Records
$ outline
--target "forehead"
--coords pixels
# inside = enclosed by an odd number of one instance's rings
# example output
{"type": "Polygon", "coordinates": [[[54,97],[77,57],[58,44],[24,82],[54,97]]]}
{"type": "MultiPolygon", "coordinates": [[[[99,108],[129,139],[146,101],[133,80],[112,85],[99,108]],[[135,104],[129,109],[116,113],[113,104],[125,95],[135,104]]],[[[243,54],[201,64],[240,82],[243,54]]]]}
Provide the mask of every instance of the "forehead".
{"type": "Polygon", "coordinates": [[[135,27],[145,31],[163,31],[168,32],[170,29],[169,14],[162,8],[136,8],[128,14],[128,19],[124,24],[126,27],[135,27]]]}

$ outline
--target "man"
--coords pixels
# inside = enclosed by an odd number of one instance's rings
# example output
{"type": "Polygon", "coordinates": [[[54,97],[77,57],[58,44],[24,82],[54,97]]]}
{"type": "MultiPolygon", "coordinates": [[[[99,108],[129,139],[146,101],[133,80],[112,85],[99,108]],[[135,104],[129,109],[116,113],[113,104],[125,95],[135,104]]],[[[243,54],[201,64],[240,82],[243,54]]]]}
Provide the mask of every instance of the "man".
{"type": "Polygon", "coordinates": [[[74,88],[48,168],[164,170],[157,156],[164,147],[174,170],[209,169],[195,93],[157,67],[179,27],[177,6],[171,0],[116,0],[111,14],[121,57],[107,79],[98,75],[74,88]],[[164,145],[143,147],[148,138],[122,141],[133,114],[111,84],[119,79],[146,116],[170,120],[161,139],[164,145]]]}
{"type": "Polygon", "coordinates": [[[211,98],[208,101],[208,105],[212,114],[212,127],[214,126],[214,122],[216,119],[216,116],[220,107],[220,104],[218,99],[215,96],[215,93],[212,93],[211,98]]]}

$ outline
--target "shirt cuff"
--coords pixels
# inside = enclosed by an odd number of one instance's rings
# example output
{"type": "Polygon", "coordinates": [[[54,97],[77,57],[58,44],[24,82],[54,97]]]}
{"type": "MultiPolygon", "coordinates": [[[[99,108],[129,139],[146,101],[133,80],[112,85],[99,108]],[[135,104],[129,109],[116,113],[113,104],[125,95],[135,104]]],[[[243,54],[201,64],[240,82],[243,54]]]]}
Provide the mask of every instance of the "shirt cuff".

# [What you need to do]
Could you format every line of the records above as a numbered list, leaving out the blank lines?

# [Correct output]
1. $ outline
2. --target "forehead"
3. --coords pixels
4. # inside = enclosed by an odd number of one instance's rings
5. # example output
6. {"type": "Polygon", "coordinates": [[[54,97],[77,57],[58,44],[24,82],[54,97]]]}
7. {"type": "MultiPolygon", "coordinates": [[[[99,108],[129,139],[146,101],[133,80],[112,85],[99,108]],[[135,104],[129,109],[116,113],[113,104],[125,95],[135,104]]],[[[243,54],[201,64],[240,82],[243,54]]]]}
8. Provide the mask of every instance of the "forehead".
9. {"type": "Polygon", "coordinates": [[[135,27],[145,31],[163,31],[168,32],[170,29],[169,14],[162,8],[136,8],[128,14],[128,19],[124,24],[126,27],[135,27]]]}
10. $ outline
11. --target "man"
12. --coords pixels
13. # inside = enclosed by an odd number of one instance's rings
14. # example output
15. {"type": "Polygon", "coordinates": [[[54,97],[77,57],[58,44],[24,82],[54,97]]]}
16. {"type": "MultiPolygon", "coordinates": [[[[99,108],[129,139],[146,101],[133,80],[112,85],[99,108]],[[135,104],[129,109],[116,113],[113,104],[125,95],[135,104]]],[[[243,54],[201,64],[240,82],[243,54]]]]}
17. Provide the mask of every instance of the "man".
18. {"type": "Polygon", "coordinates": [[[74,88],[48,168],[164,170],[157,156],[164,147],[174,170],[209,169],[195,93],[157,67],[179,27],[177,6],[171,0],[116,0],[111,14],[121,57],[107,79],[98,75],[74,88]],[[164,145],[143,147],[148,138],[122,141],[133,114],[111,84],[119,79],[146,116],[170,120],[161,139],[164,145]]]}
19. {"type": "Polygon", "coordinates": [[[211,98],[208,101],[208,105],[212,114],[212,127],[214,126],[214,122],[216,119],[216,116],[220,107],[220,104],[218,99],[215,96],[215,93],[212,93],[211,98]]]}
20. $ outline
21. --target "shirt cuff"
22. --coords pixels
23. # inside = enclosed by an odd number of one instance's rings
24. # example output
25. {"type": "Polygon", "coordinates": [[[54,97],[77,57],[58,44],[24,82],[54,97]]]}
26. {"type": "MultiPolygon", "coordinates": [[[[99,108],[129,139],[146,101],[133,80],[112,85],[99,108]],[[135,104],[129,109],[116,113],[113,104],[125,95],[135,104]]],[[[243,54],[201,64],[240,82],[243,54]]]]}
27. Provide the mask of every instance of the "shirt cuff".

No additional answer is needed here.